[Data items]
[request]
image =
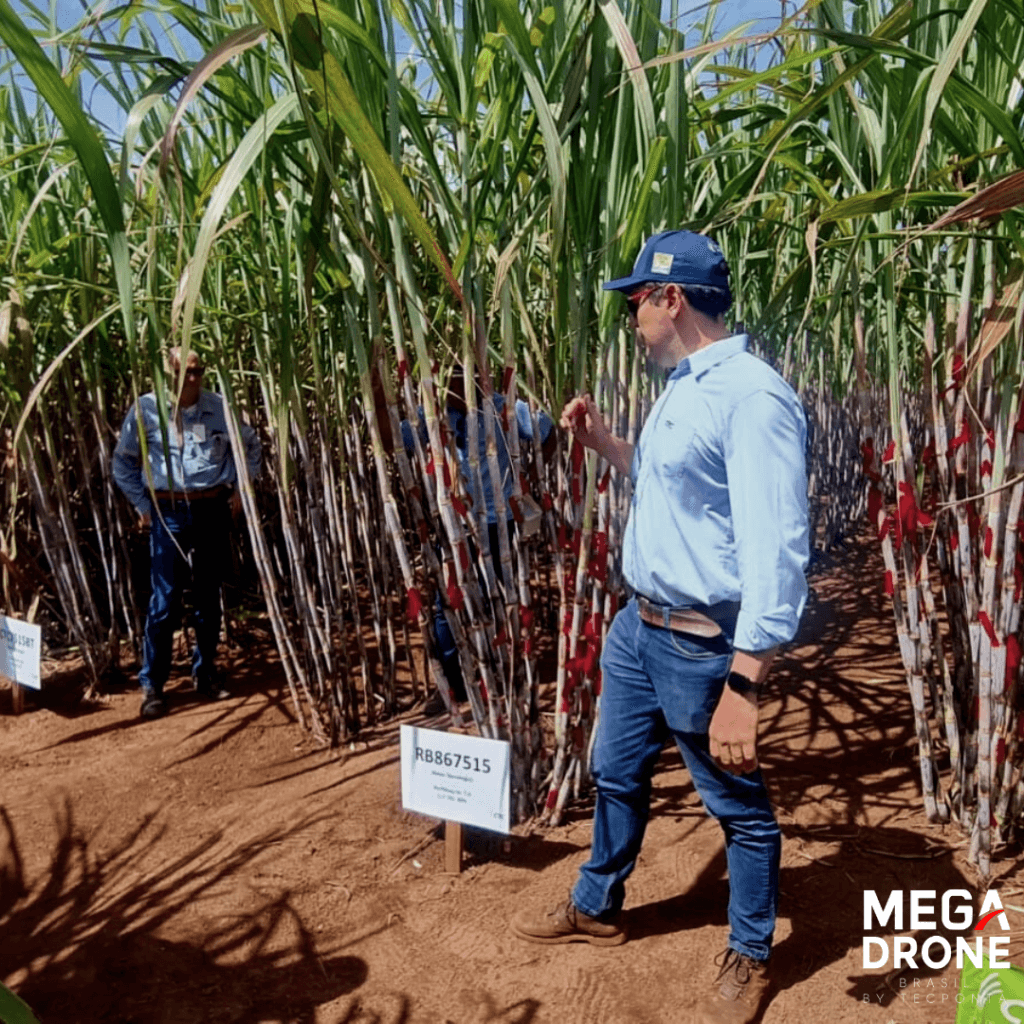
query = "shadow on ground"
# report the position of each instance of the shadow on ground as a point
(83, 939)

* * *

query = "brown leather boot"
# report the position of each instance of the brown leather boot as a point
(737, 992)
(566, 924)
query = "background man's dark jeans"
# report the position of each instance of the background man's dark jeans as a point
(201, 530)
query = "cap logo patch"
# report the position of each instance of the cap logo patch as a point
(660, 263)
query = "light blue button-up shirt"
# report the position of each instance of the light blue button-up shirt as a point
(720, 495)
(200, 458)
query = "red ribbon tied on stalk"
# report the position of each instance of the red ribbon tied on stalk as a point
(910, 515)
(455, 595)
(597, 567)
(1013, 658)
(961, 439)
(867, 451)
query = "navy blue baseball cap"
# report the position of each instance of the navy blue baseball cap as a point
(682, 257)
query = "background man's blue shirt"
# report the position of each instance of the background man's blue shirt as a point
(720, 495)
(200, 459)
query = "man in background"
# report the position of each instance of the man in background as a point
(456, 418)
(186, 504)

...

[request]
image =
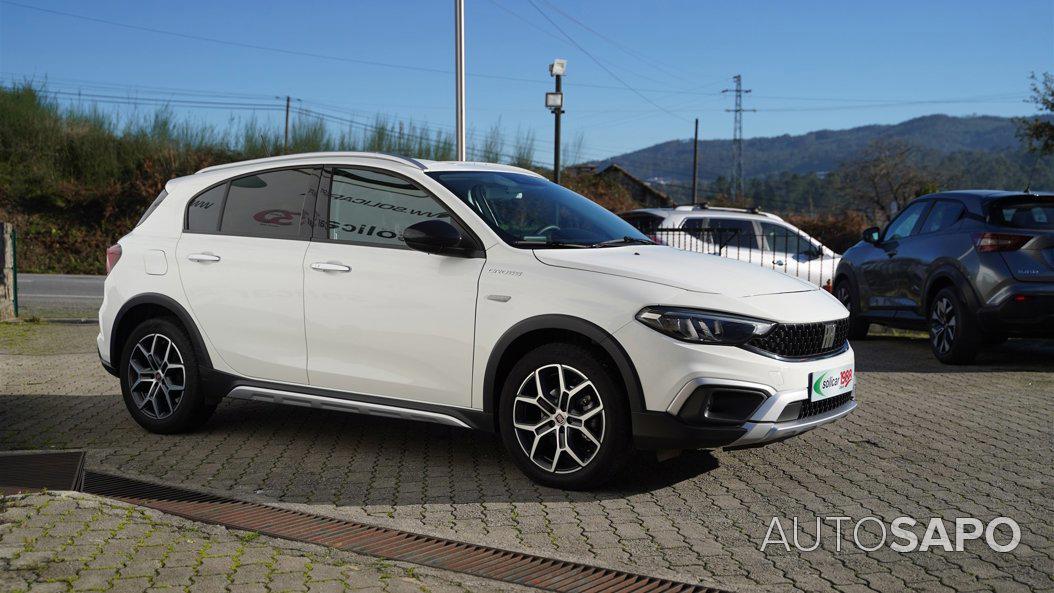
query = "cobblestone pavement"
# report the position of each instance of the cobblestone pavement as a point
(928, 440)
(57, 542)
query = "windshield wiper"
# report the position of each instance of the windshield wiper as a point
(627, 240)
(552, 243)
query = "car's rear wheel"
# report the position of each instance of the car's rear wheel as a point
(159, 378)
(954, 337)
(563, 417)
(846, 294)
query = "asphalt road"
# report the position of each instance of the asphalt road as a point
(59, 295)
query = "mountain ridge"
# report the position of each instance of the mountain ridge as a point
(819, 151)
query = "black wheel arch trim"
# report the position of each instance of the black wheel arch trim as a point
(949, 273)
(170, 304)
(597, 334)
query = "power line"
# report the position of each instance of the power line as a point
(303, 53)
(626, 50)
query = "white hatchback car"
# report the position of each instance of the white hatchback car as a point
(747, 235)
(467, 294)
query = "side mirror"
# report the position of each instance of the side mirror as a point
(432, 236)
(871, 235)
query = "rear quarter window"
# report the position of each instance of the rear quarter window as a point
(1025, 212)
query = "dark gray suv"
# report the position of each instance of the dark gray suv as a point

## Task instructions:
Copy out all lines above holding "gray".

## Task result:
query = "dark gray suv"
# report the position of each instance of the dark gray suv as a point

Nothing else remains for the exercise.